The task
Render every one of the records below as a numbered list, and drop any blank lines.
─── Records shown
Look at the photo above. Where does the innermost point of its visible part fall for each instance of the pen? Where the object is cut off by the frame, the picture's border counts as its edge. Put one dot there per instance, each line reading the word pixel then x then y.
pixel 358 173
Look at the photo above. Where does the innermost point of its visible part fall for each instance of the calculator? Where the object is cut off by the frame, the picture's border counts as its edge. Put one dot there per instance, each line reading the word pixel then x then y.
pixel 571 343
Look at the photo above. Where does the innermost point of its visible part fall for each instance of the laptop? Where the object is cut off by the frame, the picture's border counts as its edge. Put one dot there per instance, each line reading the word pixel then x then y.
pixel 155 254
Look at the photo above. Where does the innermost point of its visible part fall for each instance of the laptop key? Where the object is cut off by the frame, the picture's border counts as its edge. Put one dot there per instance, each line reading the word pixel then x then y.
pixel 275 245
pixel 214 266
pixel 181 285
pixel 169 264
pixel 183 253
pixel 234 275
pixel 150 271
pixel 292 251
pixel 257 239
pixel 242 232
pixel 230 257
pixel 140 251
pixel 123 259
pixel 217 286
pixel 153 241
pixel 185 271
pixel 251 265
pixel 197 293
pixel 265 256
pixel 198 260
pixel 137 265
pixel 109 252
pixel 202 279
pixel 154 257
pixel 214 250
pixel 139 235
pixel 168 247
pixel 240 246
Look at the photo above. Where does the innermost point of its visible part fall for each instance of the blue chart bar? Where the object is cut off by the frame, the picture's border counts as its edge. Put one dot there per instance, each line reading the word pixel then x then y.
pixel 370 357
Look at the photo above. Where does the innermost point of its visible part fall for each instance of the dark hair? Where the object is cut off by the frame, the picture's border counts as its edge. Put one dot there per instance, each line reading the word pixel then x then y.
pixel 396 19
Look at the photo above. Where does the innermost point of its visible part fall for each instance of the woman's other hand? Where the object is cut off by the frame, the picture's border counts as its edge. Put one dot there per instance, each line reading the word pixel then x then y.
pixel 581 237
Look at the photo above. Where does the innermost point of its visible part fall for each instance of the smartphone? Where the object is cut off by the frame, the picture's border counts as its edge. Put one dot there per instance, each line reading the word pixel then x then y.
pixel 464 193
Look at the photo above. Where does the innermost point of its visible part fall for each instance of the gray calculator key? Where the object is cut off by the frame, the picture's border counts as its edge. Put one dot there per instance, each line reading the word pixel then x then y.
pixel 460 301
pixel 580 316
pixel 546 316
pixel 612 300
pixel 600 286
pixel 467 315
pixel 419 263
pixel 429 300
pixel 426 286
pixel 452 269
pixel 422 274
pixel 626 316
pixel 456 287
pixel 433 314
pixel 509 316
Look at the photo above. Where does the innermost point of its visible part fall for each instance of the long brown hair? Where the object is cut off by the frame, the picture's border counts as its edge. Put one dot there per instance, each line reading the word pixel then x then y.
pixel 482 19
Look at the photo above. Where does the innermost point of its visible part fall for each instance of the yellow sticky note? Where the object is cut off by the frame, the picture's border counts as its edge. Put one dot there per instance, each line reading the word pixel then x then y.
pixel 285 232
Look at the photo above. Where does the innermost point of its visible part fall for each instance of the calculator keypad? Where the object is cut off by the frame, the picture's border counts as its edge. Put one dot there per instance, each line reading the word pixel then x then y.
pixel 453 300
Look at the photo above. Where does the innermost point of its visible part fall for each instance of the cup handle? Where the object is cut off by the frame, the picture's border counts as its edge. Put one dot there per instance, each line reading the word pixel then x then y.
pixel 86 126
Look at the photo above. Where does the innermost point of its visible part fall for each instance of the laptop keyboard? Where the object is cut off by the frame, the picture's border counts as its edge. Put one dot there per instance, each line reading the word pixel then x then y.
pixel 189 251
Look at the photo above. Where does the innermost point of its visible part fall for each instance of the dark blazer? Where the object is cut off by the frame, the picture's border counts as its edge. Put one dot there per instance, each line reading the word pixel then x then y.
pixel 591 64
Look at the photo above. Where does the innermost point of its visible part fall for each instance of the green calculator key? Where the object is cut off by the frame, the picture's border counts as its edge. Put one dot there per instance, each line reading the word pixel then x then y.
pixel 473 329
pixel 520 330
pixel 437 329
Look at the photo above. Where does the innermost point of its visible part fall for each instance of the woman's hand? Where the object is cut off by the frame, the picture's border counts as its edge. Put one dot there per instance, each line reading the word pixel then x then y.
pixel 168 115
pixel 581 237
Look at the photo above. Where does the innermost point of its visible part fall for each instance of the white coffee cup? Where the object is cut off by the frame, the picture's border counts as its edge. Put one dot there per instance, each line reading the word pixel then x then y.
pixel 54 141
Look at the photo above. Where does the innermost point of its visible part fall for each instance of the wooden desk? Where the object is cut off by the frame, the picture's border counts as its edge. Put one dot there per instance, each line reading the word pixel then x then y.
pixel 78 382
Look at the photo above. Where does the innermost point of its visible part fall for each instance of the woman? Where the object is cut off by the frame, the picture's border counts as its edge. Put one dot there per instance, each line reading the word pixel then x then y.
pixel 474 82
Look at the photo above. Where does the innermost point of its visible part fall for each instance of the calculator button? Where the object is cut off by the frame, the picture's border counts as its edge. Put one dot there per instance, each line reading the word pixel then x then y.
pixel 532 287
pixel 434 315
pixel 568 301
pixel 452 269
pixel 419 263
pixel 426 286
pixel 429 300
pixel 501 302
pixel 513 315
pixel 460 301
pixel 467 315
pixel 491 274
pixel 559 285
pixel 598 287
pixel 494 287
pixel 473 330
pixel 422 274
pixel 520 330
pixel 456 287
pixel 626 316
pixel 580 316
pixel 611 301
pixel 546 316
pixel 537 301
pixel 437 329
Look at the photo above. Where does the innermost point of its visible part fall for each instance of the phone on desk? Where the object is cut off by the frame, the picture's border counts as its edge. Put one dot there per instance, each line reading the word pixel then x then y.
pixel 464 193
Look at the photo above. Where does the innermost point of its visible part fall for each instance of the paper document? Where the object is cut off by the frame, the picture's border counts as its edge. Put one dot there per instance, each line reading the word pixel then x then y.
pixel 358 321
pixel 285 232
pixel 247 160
──────
Finished answer
1. Look at the photo above. Where does the innermost point of its visible part fall for each instance of the pen? Where the object is cut off by the frame, the picture's border counts as its edge. Put one dot there per instance, each line reading the word pixel then x then y.
2. pixel 358 173
3. Look at the photo above. Where does the innermost point of its visible part fall for each instance of the calculator? Where the object is cut off by the frame, the picture's border counts as its edge. Put one dot there per instance, each line reading the word pixel then x then y.
4. pixel 571 343
5. Look at the photo above. Where does the innermost point of its visible part fall for each instance of the laptop? Where the object is cut off by the frame, the picture's border counts as its edge. Put one dot there per instance, each line reading the word pixel then x then y.
6. pixel 155 254
7. Look at the photo above. Where does the innermost point of its visible part fall for each instance of the laptop key? Where the object is cut off by the frame, the picture's border counts as its edge. Put one dot there per instance, each line reading the word pixel then x then y.
8. pixel 275 245
9. pixel 214 266
10. pixel 181 285
11. pixel 169 264
12. pixel 183 253
13. pixel 234 275
14. pixel 150 271
15. pixel 292 251
16. pixel 257 239
17. pixel 242 232
18. pixel 230 257
19. pixel 140 251
20. pixel 123 259
21. pixel 217 286
22. pixel 153 241
23. pixel 185 271
24. pixel 251 265
25. pixel 197 293
26. pixel 265 256
27. pixel 198 260
28. pixel 137 265
29. pixel 109 252
30. pixel 202 279
31. pixel 154 257
32. pixel 214 250
33. pixel 139 235
34. pixel 168 247
35. pixel 240 246
36. Look at the photo above. Where does the innermost point of its visible part fall for each instance of the blue chart bar? Where the object is cut off by the frame, the picture's border counts as its edge. Put one dot there per instance, each line reading the word pixel then x then y.
37. pixel 370 357
38. Look at the photo above. Where does the innermost point of its visible part fall for each instance of the dark hair? Where the object is cut off by the frame, the picture's border counts as its edge. Put one dot there per instance, each line reading the word pixel then x then y.
39. pixel 396 19
40. Look at the photo above. Where does the innermost point of its visible part fall for each instance of the woman's other hand? Where the object is cut off by the frame, the picture's border counts as its edge. Put one dot there per instance, each line reading the word pixel then x then y.
41. pixel 581 237
42. Look at the photo above. Where does the innermost point of its visible part fall for each instance of the smartphone? Where the object is cut off by the frame, the picture's border counts as its edge. Put one dot there per instance, each line reading the word pixel then x then y.
43. pixel 464 193
44. Look at the photo above. Where does the innermost point of its visible part fall for each instance of the gray calculator key? Where the object is cut off by the frame, the picture's border counts as its edge. Put one dot there per instance, each line reading the word pixel then x then y.
45. pixel 460 301
46. pixel 580 316
47. pixel 546 316
48. pixel 612 300
49. pixel 600 286
50. pixel 467 315
51. pixel 419 263
52. pixel 429 300
53. pixel 426 286
54. pixel 452 269
55. pixel 422 274
56. pixel 626 316
57. pixel 456 287
58. pixel 433 314
59. pixel 509 316
60. Look at the photo above. Where does the innermost point of its visible part fall for each instance of the long brown hair? Where the object is cut off by the frame, the picture's border counts as its edge. Put one dot there per instance, each line reading the word pixel then x then y.
61. pixel 482 19
62. Look at the photo above. Where does the innermost point of its visible part fall for each instance of the yellow sticky note? Where the object is cut off by the frame, the picture's border counts as its edge. Put one dot there per instance, each line reading the word pixel then x then y.
63. pixel 285 232
64. Look at the photo above. Where does the innermost point of its visible part fall for each instance of the calculator keypad? Where the object is cut off by the frame, the picture's border counts as its edge. Put one dot there per instance, each line reading the word pixel then x then y.
65. pixel 453 300
66. Look at the photo above. Where does the innermost point of its visible part fall for each instance of the cup handle? Where the object is cut off by the frame, the picture's border counts as its edge. Put one dot there per instance, each line reading the word pixel then x then y.
67. pixel 86 126
68. Look at the photo above. Where does the innermost point of its visible part fall for each instance of the laptop keyboard? Where the object is cut off by the frame, the picture's border counts as its edge. Put one dot there per instance, each line reading the word pixel then x then y.
69. pixel 189 251
70. Look at the photo above. Where does the innermost point of its visible part fall for each instance of the dark blazer? Where the object is cut off by the frame, the picture's border counts as its edge. Put one dot there per instance, each line reading the word pixel then x then y.
71. pixel 591 64
72. Look at the photo above. Where does the innermost point of its visible part fall for each instance of the green calculator key? Where the object is cut off by the frame, the picture's border counts as its edge. Put one dot there per instance, each line reading the word pixel then x then y.
73. pixel 473 329
74. pixel 520 330
75. pixel 437 329
76. Look at the photo above. Where does the innermost point of its visible part fall for each instance of the woman's hand? Where the object is cut off by the frame, the picture's border counts as its edge. Put one dot there per instance, each line reading the word pixel then x then y.
77. pixel 168 115
78. pixel 581 237
79. Look at the photo above. Where does the innermost point of its visible part fall for each instance of the white coffee cup? Where the object is cut off by the frame, the picture's border counts as its edge. Put one dot there per instance, each line reading the word pixel then x then y.
80. pixel 54 141
81. Look at the photo above. Where does the innermost point of its visible part fall for each instance of the wooden desk? Where the object is cut off by the frame, the picture's border counts as its edge. Put one dot there per instance, each line reading the word pixel then x then y.
82. pixel 78 382
83. Look at the photo above. Where does the innermost point of its visible part fall for each instance of the woman? Where the object is cut off by the frame, the picture's border counts as its edge. Put one dot there per instance, each line reading the word pixel then x then y.
84. pixel 474 82
85. Look at the photo above. Where does the innermost point of its visible part fall for each instance of the calculator button? Where the object is cut off by the frame, the picture's border counts as its edge. Put one dot there per instance, each line reading the word pixel then x then y.
86. pixel 532 287
87. pixel 434 315
88. pixel 568 301
89. pixel 452 269
90. pixel 419 263
91. pixel 426 286
92. pixel 429 300
93. pixel 501 302
94. pixel 513 315
95. pixel 460 301
96. pixel 467 315
97. pixel 491 274
98. pixel 559 285
99. pixel 598 287
100. pixel 494 287
101. pixel 473 330
102. pixel 422 274
103. pixel 520 330
104. pixel 456 287
105. pixel 626 316
106. pixel 580 316
107. pixel 611 301
108. pixel 546 316
109. pixel 537 301
110. pixel 437 329
111. Look at the photo above. Where does the innermost point of its visible part fall for each instance of the phone on desk? Where the object is cut off by the frame, the picture's border counts as its edge. Put one dot there per instance, each line reading the word pixel then x then y.
112. pixel 464 193
113. Look at the photo above. Where does the innermost point of its visible part fall for each instance of the paper document? Where the object is cut off by the frame, the picture's border counts as its edge. Put one dot there per instance, each line reading the word pixel then x then y.
114. pixel 358 321
115. pixel 285 232
116. pixel 247 160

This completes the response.